GARUT | Priangan.com – Di tengah kerasnya dunia sepakbola yang selama ini identik dengan laki-laki, hadir sosok Tarissa Rahmadanti Nurpadila, wasit muda asal Cikajang, Kabupaten Garut, yang tampil mematahkan stigma dan meretas batas. Lahir pada 3 Desember 2000 dari pasangan Iman Suherman dan almarhumah Rini Giri, Tarissa kini menjadi salah satu wasit perempuan berlisensi C1 Nasional yang aktif memimpin laga-laga penting di berbagai level kompetisi nasional.
Wajah ayu, suara tegas, dan postur atletis setinggi 165 cm membuat kehadirannya di lapangan hijau langsung mencuri perhatian. Namun jangan salah, Tarissa bukan sekadar simbol keterwakilan perempuan. Ia adalah pengadil lapangan yang benar-benar paham aturan main, tangguh secara fisik, dan berani mengambil keputusan—tanpa ragu, tanpa takut.
“Awalnya coba-coba saja, karena saya ingin menjajal hal yang tidak umum dilakukan perempuan. Tapi ternyata, semakin saya terjun, semakin jatuh cinta,” ujar Tarissa usai memimpin pertandingan Piala Persigar di Stadion Jayaraga, Kamis (3/7/2025).
Ia memulai kariernya di dunia perwasitan pada 2017, mengikuti kursus wasit C3 saat usianya baru 17 tahun. Tahun berikutnya, ia langsung mendapat kesempatan memimpin laga Piala Bupati di Malangbong. Tak butuh waktu lama, lisensi demi lisensi pun ia kantongi, hingga pada 2023 ia berhasil lulus kursus wasit C1 tingkat nasional—sebuah pencapaian yang tidak mudah diraih, apalagi bagi perempuan.

### MASUKAN LATIHAN
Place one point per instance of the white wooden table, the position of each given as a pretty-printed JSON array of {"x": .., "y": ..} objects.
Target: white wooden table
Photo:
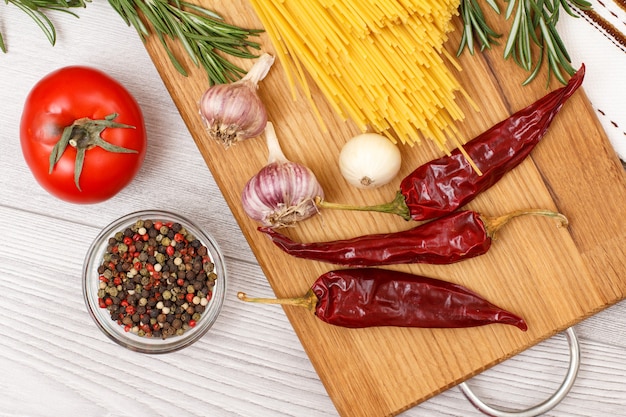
[{"x": 54, "y": 361}]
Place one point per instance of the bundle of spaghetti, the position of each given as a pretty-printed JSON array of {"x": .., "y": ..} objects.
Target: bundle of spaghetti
[{"x": 381, "y": 64}]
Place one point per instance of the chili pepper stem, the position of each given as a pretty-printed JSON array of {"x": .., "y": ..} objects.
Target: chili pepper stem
[
  {"x": 308, "y": 301},
  {"x": 396, "y": 206},
  {"x": 493, "y": 224}
]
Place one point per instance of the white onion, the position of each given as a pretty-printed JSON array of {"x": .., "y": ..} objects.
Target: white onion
[
  {"x": 369, "y": 160},
  {"x": 282, "y": 193}
]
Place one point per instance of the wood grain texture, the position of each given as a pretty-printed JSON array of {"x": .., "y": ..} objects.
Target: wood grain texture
[{"x": 553, "y": 277}]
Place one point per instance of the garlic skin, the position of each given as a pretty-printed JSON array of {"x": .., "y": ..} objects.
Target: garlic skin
[
  {"x": 235, "y": 112},
  {"x": 282, "y": 193},
  {"x": 369, "y": 160}
]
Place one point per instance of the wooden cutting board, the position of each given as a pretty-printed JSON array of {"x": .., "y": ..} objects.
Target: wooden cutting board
[{"x": 554, "y": 277}]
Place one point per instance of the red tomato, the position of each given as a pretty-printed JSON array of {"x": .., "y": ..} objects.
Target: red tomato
[{"x": 73, "y": 95}]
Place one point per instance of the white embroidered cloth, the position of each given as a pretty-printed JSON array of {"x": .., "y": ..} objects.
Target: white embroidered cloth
[{"x": 597, "y": 38}]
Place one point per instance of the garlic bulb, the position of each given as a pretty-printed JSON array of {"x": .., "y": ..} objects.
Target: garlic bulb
[
  {"x": 283, "y": 192},
  {"x": 369, "y": 160},
  {"x": 234, "y": 112}
]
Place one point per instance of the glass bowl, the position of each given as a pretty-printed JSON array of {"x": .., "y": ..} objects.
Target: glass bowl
[{"x": 157, "y": 295}]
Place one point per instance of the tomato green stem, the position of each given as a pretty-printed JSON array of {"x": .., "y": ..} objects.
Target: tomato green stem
[
  {"x": 396, "y": 206},
  {"x": 83, "y": 135}
]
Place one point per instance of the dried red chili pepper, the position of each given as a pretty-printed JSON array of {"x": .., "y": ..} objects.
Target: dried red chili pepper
[
  {"x": 448, "y": 239},
  {"x": 441, "y": 186},
  {"x": 371, "y": 297}
]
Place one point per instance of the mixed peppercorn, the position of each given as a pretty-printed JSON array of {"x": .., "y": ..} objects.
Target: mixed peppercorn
[{"x": 156, "y": 279}]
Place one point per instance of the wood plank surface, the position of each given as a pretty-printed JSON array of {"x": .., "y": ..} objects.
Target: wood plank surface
[{"x": 553, "y": 277}]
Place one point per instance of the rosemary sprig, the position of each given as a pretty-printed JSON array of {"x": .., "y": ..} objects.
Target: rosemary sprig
[
  {"x": 203, "y": 33},
  {"x": 37, "y": 9},
  {"x": 532, "y": 37}
]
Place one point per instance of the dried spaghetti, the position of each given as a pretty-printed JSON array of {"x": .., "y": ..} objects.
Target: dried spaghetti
[{"x": 379, "y": 63}]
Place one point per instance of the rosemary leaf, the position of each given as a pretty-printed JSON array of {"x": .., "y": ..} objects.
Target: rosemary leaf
[{"x": 36, "y": 10}]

### PETUNJUK TUGAS
**1)** Menurut artikel tentang wasit muda asal Cikajang, pada tahun berapa Tarissa lulus kursus wasit C1 tingkat nasional?
**2)** Masukkan baris-baris catatan, dari baris yang memuat "Place one point per instance of the rosemary sprig, the" (termasuk baris itu) sampai akhir catatan, ke dalam tabel Markdown dengan kolom No dan Baris. Jangan sertakan baris kosong.
Artikel dan catatan di atas tidak berkaitan satu sama lain.

### JAWABAN PER TUGAS
**1)** Pada 2023.

**2)**
| No | Baris |
|---|---|
| 1 | Place one point per instance of the rosemary sprig, the position of each given as a pretty-printed JSON array of {"x": .., "y": ..} objects. |
| 2 | Target: rosemary sprig |
| 3 | [ |
| 4 |   {"x": 203, "y": 33}, |
| 5 |   {"x": 37, "y": 9}, |
| 6 |   {"x": 532, "y": 37} |
| 7 | ] |
| 8 | Place one point per instance of the dried spaghetti, the position of each given as a pretty-printed JSON array of {"x": .., "y": ..} objects. |
| 9 | Target: dried spaghetti |
| 10 | [{"x": 379, "y": 63}] |
| 11 | Place one point per instance of the rosemary leaf, the position of each given as a pretty-printed JSON array of {"x": .., "y": ..} objects. |
| 12 | Target: rosemary leaf |
| 13 | [{"x": 36, "y": 10}] |